Task brief: Turn every line of the items below into a numbered list, skipping blank lines. Leave the pictures out.

start Excerpted records

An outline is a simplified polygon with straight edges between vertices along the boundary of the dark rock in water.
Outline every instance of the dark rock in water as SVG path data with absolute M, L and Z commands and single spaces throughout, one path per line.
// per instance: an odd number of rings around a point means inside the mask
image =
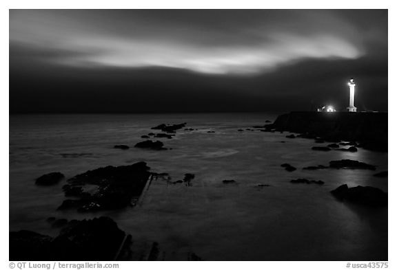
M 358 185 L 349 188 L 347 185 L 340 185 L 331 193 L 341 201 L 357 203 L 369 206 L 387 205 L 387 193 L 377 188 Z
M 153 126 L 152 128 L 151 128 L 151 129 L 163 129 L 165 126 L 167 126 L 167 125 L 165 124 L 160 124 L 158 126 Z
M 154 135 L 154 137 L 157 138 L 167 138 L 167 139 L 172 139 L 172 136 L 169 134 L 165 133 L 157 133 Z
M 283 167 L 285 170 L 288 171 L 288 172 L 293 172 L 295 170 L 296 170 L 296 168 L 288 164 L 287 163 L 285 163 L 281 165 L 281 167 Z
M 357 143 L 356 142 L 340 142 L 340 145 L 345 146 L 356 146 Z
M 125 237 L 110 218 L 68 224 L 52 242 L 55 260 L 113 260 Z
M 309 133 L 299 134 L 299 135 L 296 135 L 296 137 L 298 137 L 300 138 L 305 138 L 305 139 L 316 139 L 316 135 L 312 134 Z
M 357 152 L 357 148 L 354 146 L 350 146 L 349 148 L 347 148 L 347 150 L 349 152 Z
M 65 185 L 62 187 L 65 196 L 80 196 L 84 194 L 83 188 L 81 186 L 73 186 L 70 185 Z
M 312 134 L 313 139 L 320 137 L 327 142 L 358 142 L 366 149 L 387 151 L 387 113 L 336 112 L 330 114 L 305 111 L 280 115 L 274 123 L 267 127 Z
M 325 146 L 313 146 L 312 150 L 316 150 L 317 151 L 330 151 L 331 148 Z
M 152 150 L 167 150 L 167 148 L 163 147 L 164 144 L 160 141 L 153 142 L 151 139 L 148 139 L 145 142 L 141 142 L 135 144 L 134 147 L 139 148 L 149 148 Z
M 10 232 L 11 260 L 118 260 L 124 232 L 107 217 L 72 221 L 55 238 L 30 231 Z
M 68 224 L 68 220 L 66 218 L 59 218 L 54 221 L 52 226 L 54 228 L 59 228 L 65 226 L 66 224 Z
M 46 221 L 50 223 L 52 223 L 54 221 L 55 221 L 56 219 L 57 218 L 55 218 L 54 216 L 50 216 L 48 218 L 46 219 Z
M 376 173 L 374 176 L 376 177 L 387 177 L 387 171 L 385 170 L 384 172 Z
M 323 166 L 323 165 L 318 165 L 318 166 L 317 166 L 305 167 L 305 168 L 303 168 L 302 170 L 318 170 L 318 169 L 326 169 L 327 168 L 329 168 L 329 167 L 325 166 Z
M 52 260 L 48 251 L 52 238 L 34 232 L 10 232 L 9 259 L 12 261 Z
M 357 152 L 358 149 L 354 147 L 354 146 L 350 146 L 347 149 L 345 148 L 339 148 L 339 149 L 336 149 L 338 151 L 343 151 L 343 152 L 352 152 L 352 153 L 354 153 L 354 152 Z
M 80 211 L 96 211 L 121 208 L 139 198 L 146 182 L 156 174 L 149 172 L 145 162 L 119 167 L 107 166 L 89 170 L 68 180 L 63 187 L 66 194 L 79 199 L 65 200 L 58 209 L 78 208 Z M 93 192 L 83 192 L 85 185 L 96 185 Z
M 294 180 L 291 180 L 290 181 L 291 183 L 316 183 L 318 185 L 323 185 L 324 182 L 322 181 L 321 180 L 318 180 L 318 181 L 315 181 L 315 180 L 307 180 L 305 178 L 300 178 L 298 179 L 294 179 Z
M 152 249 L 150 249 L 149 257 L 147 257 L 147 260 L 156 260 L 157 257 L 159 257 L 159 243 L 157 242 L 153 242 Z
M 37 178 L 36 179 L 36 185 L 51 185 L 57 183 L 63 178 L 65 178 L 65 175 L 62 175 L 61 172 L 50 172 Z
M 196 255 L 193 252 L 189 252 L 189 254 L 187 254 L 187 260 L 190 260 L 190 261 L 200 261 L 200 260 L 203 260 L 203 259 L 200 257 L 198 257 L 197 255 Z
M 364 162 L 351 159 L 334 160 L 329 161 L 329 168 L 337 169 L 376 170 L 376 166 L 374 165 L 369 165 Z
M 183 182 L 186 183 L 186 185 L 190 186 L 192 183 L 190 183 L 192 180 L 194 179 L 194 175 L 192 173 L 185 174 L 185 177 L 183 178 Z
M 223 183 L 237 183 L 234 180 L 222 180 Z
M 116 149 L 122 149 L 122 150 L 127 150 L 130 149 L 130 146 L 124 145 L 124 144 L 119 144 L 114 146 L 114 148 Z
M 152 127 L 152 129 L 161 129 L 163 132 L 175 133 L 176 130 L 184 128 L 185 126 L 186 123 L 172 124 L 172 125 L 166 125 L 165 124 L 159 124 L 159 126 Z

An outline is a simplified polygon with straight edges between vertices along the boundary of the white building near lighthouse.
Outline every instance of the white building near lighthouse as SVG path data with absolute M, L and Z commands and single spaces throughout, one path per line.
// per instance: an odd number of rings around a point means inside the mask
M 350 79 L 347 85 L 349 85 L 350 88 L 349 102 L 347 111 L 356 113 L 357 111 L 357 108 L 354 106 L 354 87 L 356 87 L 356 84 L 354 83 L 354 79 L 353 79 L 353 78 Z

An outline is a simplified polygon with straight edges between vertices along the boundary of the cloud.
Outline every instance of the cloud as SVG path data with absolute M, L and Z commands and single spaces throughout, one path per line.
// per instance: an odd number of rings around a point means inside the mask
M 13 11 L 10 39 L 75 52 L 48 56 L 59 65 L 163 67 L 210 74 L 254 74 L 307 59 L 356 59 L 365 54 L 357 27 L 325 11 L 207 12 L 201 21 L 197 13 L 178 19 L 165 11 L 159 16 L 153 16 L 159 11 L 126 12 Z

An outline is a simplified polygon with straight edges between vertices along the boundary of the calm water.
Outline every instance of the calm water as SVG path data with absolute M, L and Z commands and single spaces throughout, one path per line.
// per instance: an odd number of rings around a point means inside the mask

end Excerpted records

Complete output:
1. An outline is a simplified polygon with straight edges between vertices along the boundary of the dark rock in water.
2. Outline every instance of the dark rock in water as SVG path data with absolute M, L and Z commands and single spaces throughout, one path per line.
3. // per instance: an odd number of rings around a point means inside the mask
4. image =
5. M 358 185 L 349 188 L 347 185 L 340 185 L 331 193 L 341 201 L 357 203 L 369 206 L 387 205 L 387 193 L 377 188 Z
6. M 153 126 L 152 128 L 151 128 L 151 129 L 163 129 L 165 126 L 167 126 L 167 125 L 165 124 L 160 124 L 158 126 Z
7. M 154 135 L 154 137 L 157 138 L 167 138 L 167 139 L 172 139 L 172 136 L 169 134 L 165 133 L 157 133 Z
8. M 283 167 L 285 170 L 288 171 L 288 172 L 293 172 L 295 170 L 296 170 L 296 168 L 288 164 L 287 163 L 285 163 L 281 165 L 281 167 Z
9. M 357 143 L 356 142 L 340 142 L 340 145 L 345 146 L 356 146 Z
10. M 125 237 L 110 218 L 68 224 L 52 242 L 55 260 L 113 260 Z
11. M 309 133 L 299 134 L 299 135 L 296 135 L 296 137 L 298 137 L 300 138 L 305 138 L 305 139 L 316 139 L 316 135 L 312 134 Z
12. M 357 152 L 357 148 L 354 146 L 350 146 L 349 148 L 347 148 L 347 150 L 349 152 Z
13. M 65 185 L 62 187 L 65 196 L 80 196 L 84 194 L 83 188 L 81 186 L 73 186 L 70 185 Z
14. M 312 134 L 313 139 L 320 137 L 327 142 L 358 142 L 366 149 L 387 151 L 387 113 L 336 112 L 330 114 L 305 111 L 280 115 L 274 123 L 267 127 Z
15. M 325 146 L 313 146 L 312 150 L 316 150 L 317 151 L 330 151 L 331 148 Z
16. M 152 150 L 167 150 L 167 148 L 163 147 L 164 144 L 160 141 L 153 142 L 151 139 L 148 139 L 145 142 L 141 142 L 135 144 L 134 147 L 139 148 L 149 148 Z
17. M 10 232 L 11 260 L 118 260 L 124 232 L 107 217 L 72 221 L 55 238 L 30 231 Z
18. M 68 224 L 68 220 L 66 218 L 59 218 L 54 221 L 52 226 L 54 228 L 59 228 L 65 226 L 66 224 Z
19. M 46 221 L 50 223 L 52 223 L 54 221 L 55 221 L 56 219 L 57 218 L 55 218 L 54 216 L 50 216 L 48 218 L 46 219 Z
20. M 376 173 L 374 176 L 376 177 L 387 177 L 387 171 L 385 170 L 384 172 Z
21. M 323 166 L 323 165 L 318 165 L 318 166 L 317 166 L 305 167 L 305 168 L 303 168 L 302 170 L 318 170 L 318 169 L 326 169 L 327 168 L 329 168 L 329 167 L 325 166 Z
22. M 52 260 L 48 251 L 52 238 L 34 232 L 10 232 L 9 259 L 12 261 Z
23. M 357 152 L 358 149 L 354 147 L 354 146 L 350 146 L 347 149 L 345 148 L 339 148 L 339 149 L 336 149 L 338 151 L 343 151 L 343 152 L 352 152 L 352 153 L 354 153 L 354 152 Z
24. M 80 211 L 96 211 L 121 208 L 139 198 L 146 182 L 156 174 L 149 172 L 145 162 L 119 167 L 107 166 L 89 170 L 68 180 L 63 187 L 66 194 L 79 199 L 65 200 L 58 209 L 78 208 Z M 93 192 L 83 192 L 85 185 L 96 185 Z
25. M 294 180 L 291 180 L 290 181 L 291 183 L 316 183 L 318 185 L 323 185 L 324 182 L 322 181 L 321 180 L 318 180 L 318 181 L 315 181 L 315 180 L 307 180 L 305 178 L 300 178 L 298 179 L 294 179 Z
26. M 152 249 L 150 249 L 149 257 L 147 257 L 147 260 L 156 260 L 157 257 L 159 257 L 159 243 L 157 242 L 153 242 Z
27. M 37 178 L 36 179 L 36 185 L 51 185 L 57 183 L 63 178 L 65 178 L 65 175 L 62 175 L 61 172 L 50 172 Z
28. M 196 255 L 193 252 L 189 252 L 189 254 L 187 254 L 187 260 L 190 260 L 190 261 L 200 261 L 200 260 L 203 260 L 203 259 L 200 257 L 198 257 L 197 255 Z
29. M 364 162 L 351 159 L 334 160 L 329 161 L 329 168 L 337 169 L 376 170 L 376 166 L 374 165 L 369 165 Z
30. M 183 182 L 186 183 L 186 185 L 190 186 L 192 183 L 190 183 L 192 180 L 194 179 L 194 175 L 192 173 L 185 174 L 185 177 L 183 178 Z
31. M 223 183 L 237 183 L 234 180 L 222 180 Z
32. M 116 149 L 122 149 L 122 150 L 127 150 L 130 149 L 130 146 L 124 145 L 124 144 L 119 144 L 114 146 L 114 148 Z
33. M 152 127 L 152 129 L 161 129 L 163 132 L 175 133 L 176 130 L 184 128 L 185 126 L 186 123 L 172 124 L 172 125 L 166 125 L 165 124 L 159 124 L 159 126 Z
34. An outline is a simplified polygon with straight edges between vertices along the boundary of the white building near lighthouse.
35. Outline every instance of the white building near lighthouse as SVG path data with absolute M, L and Z commands and single spaces throughout, one path per line.
36. // per instance: an odd number of rings around a point means inside the mask
37. M 350 79 L 347 85 L 349 85 L 350 88 L 349 102 L 347 111 L 356 113 L 357 111 L 357 108 L 354 106 L 354 87 L 356 87 L 356 84 L 354 83 L 354 79 L 353 79 L 353 78 Z
38. An outline is a simplified polygon with straight edges between vertices along the boundary of the cloud.
39. Outline every instance of the cloud as SVG path data with absolute M, L and Z commands and single spaces throughout, one path per line.
40. // per instance: an odd number of rings around a point means inside the mask
41. M 13 11 L 10 39 L 75 52 L 48 56 L 59 65 L 163 67 L 210 74 L 254 74 L 307 59 L 356 59 L 365 54 L 357 27 L 325 11 L 207 12 L 201 21 L 197 13 L 178 19 L 165 11 L 159 16 L 153 16 L 159 11 L 126 12 Z
42. An outline is a simplified polygon with straight edges between vertices along the boundary of the calm water.
43. Outline every instance of the calm water as SVG path data with absolute M, L and Z commands and single spaces throughout, one path per line.
44. // per instance: an odd number of rings around a point means inside the mask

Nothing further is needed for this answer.